### SELECTED TEXT
+ + + + + + +
On August 6, 1945, the United States of America became the first – and, to this day, the only – nation to use atomic or nuclear weapons in actual hostilities (as opposed to testing). The unconditional surrender of Japan quickly followed, bringing an end to World War II.

For 70 years now, the anniversaries of the Hiroshima and Nagasaki bombings have occasioned debate on whether or not those bombings were necessary, and whether or not they were justifiable.

Many World War II veterans – and others – stand on simple necessity to justify the bombings. A US invasion of Japan’s home islands, they argue, would have entailed a million or more US military casualties, and even more Japanese civilian casualties than are attributed to the atomic attacks.

The argument is facially persuasive. As of August 1945, my grandfather and my wife’s father were both serving in the US Navy in the Pacific. There certainly existed a nontrivial likelihood that either or both of them would have died in subsequent battles had the war not ended. For obvious reasons, we’re grateful they came home alive.
+ + + + + + +
### SUPPLIED ENTRIES
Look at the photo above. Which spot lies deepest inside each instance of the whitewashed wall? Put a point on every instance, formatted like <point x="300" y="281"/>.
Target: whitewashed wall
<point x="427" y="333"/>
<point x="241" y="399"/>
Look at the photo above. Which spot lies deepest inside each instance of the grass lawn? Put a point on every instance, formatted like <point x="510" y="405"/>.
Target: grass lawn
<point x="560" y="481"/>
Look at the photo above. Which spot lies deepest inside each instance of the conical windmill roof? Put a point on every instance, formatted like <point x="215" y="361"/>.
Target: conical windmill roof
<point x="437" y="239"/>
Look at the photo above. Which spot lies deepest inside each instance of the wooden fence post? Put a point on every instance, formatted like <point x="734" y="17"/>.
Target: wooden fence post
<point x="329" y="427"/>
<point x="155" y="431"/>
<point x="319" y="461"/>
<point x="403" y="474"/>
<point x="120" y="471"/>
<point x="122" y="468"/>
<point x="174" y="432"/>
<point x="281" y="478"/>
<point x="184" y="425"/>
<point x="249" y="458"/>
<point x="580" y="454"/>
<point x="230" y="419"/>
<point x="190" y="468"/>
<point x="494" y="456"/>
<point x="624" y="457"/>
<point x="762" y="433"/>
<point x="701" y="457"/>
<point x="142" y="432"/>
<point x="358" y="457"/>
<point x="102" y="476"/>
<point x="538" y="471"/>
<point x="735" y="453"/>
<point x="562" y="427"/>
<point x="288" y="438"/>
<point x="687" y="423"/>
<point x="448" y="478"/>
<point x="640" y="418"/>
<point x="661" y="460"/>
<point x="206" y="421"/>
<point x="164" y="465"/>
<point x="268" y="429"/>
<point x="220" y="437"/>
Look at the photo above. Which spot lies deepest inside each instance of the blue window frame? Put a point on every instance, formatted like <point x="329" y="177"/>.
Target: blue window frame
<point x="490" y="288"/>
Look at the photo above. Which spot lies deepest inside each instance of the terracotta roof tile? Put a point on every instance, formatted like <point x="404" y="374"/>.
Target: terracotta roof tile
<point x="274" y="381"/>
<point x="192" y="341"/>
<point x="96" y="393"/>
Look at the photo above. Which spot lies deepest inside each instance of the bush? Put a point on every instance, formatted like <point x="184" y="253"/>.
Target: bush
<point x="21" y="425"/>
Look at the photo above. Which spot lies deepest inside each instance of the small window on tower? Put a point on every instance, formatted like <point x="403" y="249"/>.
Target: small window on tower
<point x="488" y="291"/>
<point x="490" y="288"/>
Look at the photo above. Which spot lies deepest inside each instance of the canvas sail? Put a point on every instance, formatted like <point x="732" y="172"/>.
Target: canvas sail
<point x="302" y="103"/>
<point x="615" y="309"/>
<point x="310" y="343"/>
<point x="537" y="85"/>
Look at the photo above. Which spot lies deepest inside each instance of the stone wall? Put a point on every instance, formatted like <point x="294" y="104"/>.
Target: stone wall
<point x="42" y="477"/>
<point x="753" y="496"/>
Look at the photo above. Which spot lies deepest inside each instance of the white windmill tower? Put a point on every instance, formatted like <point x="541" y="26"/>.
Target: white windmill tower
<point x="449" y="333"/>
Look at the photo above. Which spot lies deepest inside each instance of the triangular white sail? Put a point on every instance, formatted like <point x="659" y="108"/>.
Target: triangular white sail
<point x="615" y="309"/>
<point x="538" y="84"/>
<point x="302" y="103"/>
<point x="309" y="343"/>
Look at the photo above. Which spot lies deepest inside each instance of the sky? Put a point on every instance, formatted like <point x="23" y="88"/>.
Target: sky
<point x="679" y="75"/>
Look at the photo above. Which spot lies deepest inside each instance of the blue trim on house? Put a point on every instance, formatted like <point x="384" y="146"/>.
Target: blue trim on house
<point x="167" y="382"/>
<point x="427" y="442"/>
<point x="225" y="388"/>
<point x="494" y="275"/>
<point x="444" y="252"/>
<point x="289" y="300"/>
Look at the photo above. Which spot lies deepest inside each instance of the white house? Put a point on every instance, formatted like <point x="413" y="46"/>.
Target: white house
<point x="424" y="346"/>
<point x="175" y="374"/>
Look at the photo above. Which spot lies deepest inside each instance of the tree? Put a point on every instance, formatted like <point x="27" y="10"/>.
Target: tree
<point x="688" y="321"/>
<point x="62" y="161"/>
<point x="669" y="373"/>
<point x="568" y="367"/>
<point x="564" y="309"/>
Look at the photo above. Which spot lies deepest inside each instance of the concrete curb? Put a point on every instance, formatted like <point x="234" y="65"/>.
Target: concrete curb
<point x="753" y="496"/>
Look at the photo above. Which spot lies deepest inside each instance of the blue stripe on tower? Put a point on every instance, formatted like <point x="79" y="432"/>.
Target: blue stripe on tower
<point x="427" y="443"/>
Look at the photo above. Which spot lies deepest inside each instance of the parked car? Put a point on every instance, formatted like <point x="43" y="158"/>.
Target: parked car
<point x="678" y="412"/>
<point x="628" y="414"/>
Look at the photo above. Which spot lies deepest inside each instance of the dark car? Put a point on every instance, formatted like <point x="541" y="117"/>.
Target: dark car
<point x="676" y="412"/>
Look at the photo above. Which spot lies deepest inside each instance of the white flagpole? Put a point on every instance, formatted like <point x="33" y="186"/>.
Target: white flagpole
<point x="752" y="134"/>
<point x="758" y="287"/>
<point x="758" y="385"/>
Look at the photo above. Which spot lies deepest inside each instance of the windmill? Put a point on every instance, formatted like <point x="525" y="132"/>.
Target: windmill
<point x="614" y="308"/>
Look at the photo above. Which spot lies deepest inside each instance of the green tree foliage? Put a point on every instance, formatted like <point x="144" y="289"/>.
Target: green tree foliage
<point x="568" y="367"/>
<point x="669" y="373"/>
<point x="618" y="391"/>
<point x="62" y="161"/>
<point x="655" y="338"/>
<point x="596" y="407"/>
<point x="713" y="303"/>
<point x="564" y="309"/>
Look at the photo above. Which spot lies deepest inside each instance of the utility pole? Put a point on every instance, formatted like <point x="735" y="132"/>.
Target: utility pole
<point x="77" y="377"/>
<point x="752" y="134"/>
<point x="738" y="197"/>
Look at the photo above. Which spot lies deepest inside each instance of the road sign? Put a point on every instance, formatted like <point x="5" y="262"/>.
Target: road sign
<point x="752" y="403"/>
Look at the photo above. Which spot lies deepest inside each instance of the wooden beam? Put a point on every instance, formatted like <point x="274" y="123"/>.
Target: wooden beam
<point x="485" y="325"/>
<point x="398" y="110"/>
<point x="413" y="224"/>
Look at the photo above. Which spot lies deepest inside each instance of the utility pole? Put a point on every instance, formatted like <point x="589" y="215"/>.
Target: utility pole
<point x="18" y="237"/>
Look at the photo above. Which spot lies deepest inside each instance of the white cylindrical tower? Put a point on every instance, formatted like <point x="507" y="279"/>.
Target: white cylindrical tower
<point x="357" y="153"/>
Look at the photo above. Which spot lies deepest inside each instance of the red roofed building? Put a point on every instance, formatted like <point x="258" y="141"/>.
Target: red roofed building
+ + + + + + +
### EXERCISE DETAILS
Transcribe the passage on the Hiroshima and Nagasaki bombings between "On August 6, 1945, the" and "World War II.", inclusive.

### WRITTEN ANSWER
On August 6, 1945, the United States of America became the first – and, to this day, the only – nation to use atomic or nuclear weapons in actual hostilities (as opposed to testing). The unconditional surrender of Japan quickly followed, bringing an end to World War II.